Dataset rows
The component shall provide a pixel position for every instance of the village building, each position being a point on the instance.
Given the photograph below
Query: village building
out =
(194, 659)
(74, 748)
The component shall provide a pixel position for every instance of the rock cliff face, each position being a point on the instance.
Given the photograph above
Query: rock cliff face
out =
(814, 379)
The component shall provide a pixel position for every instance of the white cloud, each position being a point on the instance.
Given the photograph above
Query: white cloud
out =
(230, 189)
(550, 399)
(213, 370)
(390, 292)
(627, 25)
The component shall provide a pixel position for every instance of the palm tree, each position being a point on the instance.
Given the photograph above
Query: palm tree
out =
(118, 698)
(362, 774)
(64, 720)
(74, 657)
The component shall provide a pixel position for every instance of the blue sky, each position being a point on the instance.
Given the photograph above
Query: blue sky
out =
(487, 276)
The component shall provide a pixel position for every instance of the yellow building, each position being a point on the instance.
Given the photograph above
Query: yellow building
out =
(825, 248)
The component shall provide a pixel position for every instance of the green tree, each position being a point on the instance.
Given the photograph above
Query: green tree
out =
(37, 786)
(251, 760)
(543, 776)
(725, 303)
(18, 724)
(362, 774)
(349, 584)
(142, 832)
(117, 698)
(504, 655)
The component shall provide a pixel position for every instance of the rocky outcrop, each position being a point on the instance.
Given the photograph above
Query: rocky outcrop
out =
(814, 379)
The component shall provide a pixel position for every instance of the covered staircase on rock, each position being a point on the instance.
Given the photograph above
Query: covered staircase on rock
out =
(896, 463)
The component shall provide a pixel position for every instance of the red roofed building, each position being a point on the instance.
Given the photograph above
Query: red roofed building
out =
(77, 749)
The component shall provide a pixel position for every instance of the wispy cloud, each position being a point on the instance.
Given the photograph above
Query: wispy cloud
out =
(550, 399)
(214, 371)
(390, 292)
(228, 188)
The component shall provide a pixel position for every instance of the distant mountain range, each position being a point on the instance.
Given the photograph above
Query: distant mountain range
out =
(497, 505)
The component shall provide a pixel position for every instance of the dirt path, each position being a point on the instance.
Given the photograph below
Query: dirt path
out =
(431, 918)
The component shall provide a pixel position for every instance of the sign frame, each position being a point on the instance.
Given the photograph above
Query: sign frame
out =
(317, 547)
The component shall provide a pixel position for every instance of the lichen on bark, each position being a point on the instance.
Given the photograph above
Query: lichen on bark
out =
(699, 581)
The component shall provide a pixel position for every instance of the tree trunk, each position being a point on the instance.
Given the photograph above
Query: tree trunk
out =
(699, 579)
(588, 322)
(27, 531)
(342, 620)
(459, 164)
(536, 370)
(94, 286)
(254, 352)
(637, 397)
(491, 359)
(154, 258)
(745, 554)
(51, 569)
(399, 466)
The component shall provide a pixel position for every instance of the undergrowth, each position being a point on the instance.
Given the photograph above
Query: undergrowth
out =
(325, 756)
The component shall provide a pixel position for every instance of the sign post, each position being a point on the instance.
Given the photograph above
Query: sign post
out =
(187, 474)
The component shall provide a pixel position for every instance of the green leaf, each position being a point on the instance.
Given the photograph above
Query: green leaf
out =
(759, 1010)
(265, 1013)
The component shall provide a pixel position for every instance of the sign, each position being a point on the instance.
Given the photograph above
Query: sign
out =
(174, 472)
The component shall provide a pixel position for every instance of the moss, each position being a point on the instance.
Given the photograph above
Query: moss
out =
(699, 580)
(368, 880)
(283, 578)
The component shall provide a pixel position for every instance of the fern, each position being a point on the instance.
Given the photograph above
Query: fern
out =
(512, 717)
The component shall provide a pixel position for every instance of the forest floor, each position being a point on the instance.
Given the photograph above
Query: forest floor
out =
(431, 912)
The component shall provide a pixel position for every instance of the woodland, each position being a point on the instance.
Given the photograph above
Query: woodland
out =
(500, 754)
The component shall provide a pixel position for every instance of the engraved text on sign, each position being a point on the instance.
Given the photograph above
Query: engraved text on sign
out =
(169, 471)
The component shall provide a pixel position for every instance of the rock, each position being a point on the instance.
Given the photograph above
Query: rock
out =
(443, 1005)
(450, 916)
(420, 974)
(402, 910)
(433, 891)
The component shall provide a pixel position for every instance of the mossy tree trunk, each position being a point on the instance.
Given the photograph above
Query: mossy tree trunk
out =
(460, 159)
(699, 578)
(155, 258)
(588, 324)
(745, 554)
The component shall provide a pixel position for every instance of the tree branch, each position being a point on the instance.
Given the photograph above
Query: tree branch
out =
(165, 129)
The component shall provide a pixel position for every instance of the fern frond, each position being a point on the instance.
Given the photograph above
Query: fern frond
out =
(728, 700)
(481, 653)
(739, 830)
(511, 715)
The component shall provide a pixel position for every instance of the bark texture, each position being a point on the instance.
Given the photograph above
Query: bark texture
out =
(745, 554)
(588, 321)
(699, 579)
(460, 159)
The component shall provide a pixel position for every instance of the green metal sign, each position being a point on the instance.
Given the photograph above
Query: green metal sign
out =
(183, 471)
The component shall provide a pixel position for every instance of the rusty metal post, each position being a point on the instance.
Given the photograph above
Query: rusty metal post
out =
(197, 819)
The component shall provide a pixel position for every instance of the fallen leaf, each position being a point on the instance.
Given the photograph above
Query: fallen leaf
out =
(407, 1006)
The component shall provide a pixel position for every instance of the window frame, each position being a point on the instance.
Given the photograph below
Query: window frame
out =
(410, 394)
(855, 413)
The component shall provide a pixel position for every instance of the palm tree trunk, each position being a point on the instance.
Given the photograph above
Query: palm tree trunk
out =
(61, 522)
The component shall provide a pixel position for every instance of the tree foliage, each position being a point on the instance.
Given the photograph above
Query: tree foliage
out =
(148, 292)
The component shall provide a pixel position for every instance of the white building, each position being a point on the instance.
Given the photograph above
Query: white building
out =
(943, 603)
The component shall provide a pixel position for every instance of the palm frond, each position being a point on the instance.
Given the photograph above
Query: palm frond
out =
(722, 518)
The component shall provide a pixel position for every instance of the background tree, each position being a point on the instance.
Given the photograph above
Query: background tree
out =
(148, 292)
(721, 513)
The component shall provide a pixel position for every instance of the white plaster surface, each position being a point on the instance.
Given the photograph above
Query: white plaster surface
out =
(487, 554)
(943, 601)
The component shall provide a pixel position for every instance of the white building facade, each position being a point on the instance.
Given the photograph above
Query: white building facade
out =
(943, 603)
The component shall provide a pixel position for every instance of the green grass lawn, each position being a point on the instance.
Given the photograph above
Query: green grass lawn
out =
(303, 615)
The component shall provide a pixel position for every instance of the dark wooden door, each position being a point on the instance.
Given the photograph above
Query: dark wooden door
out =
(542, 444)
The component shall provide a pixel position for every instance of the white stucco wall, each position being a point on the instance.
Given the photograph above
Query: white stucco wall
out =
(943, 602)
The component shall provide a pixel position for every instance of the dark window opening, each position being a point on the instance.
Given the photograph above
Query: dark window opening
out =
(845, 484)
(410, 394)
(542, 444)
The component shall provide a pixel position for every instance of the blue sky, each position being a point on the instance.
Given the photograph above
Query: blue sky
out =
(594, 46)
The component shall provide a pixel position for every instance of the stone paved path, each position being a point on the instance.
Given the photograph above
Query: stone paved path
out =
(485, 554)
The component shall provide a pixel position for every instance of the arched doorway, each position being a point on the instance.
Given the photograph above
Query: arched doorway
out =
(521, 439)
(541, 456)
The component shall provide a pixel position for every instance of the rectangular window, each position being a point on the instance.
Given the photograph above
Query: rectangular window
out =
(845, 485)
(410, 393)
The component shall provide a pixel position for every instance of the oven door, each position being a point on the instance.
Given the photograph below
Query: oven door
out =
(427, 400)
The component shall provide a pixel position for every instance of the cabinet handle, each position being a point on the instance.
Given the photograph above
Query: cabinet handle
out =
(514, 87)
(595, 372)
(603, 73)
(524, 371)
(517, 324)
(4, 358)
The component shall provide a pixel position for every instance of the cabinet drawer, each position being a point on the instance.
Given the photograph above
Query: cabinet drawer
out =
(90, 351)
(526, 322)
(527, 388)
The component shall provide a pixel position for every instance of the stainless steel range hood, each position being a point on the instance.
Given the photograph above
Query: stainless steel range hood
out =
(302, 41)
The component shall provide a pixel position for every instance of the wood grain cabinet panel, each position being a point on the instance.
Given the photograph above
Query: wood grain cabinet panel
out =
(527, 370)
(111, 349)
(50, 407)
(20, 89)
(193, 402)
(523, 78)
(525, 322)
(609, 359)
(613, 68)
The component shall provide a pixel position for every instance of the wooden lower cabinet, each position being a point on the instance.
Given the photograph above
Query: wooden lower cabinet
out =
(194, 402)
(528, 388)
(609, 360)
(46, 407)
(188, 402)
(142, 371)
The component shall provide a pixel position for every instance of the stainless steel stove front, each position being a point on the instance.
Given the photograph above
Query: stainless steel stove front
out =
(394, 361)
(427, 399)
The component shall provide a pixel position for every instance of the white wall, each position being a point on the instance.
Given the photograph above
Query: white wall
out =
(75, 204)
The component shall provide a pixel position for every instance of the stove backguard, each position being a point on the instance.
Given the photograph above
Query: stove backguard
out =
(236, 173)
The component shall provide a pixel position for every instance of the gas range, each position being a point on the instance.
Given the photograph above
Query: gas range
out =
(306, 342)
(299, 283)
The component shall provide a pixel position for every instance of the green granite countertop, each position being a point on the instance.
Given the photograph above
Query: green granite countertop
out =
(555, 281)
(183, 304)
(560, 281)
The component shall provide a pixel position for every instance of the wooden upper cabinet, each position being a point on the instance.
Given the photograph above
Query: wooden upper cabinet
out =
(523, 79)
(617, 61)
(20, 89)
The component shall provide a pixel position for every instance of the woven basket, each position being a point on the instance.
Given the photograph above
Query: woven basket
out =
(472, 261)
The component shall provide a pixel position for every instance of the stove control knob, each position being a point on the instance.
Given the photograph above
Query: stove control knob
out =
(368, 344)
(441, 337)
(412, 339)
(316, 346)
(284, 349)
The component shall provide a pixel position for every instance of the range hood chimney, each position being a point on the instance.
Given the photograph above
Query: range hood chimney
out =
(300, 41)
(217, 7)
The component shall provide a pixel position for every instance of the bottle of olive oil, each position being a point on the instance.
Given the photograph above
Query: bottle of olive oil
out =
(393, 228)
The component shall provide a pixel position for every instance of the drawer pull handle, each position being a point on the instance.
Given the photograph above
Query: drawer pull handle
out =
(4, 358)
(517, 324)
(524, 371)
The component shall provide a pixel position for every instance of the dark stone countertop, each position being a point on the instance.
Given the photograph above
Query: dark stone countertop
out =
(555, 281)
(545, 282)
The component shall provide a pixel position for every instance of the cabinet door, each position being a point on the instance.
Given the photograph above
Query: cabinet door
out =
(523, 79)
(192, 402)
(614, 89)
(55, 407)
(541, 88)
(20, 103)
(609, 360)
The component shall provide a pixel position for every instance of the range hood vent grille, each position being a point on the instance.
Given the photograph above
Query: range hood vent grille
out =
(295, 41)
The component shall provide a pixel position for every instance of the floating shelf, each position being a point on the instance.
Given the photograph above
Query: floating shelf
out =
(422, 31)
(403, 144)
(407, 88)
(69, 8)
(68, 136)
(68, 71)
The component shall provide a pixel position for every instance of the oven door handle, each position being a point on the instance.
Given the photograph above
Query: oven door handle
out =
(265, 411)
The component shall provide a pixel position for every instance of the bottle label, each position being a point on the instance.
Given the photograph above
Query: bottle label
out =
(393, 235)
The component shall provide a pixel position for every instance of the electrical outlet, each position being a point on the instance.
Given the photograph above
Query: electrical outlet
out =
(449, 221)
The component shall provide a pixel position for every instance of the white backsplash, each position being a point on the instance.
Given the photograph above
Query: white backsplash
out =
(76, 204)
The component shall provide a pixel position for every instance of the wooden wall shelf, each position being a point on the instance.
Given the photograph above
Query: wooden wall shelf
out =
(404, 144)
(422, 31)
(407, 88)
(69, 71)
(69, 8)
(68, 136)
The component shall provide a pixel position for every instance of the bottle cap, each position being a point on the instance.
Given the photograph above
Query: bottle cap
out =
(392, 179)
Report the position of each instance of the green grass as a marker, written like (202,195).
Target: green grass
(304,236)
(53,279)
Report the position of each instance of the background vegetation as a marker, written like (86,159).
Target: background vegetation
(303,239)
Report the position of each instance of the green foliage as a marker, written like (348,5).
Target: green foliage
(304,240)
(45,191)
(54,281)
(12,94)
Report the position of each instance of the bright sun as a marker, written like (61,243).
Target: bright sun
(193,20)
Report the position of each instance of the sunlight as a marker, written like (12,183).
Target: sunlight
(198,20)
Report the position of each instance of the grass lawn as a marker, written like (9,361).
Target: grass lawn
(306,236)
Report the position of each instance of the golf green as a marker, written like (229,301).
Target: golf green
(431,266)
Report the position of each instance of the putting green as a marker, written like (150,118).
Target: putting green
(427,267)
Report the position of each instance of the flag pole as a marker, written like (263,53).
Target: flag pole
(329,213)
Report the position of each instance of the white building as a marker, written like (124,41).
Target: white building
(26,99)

§ Goal
Rewrite the lines from the one containing "Report the position of each instance of the background" through the end of the listing, inclusive, changing each "marker" to "point" and leaving everything else unchanged.

§ Complete response
Report the position of each instance of the background vegetation as a point, written like (86,159).
Target: background vegetation
(303,239)
Report the position of each instance of the green foliage as a point, written like (348,5).
Target: green foliage
(304,240)
(45,191)
(54,281)
(12,94)
Report the position of each instance of the bright sun as a point, written like (61,243).
Target: bright sun
(193,20)
Report the position of each instance of the sunlight as a point, written like (12,183).
Target: sunlight
(198,20)
Report the position of each instance of the grass lawn as a point, written like (9,361).
Target: grass lawn
(306,236)
Report the position of each instance of the golf green as a point, written like (229,301).
Target: golf green
(431,266)
Report the position of each instance of the putting green as a point, written like (150,118).
Target: putting green
(427,267)
Report the position of each instance of the flag pole as a point, written like (263,53).
Target: flag pole
(329,213)
Report the position of each instance of the white building as a point, written like (124,41).
Target: white building
(26,99)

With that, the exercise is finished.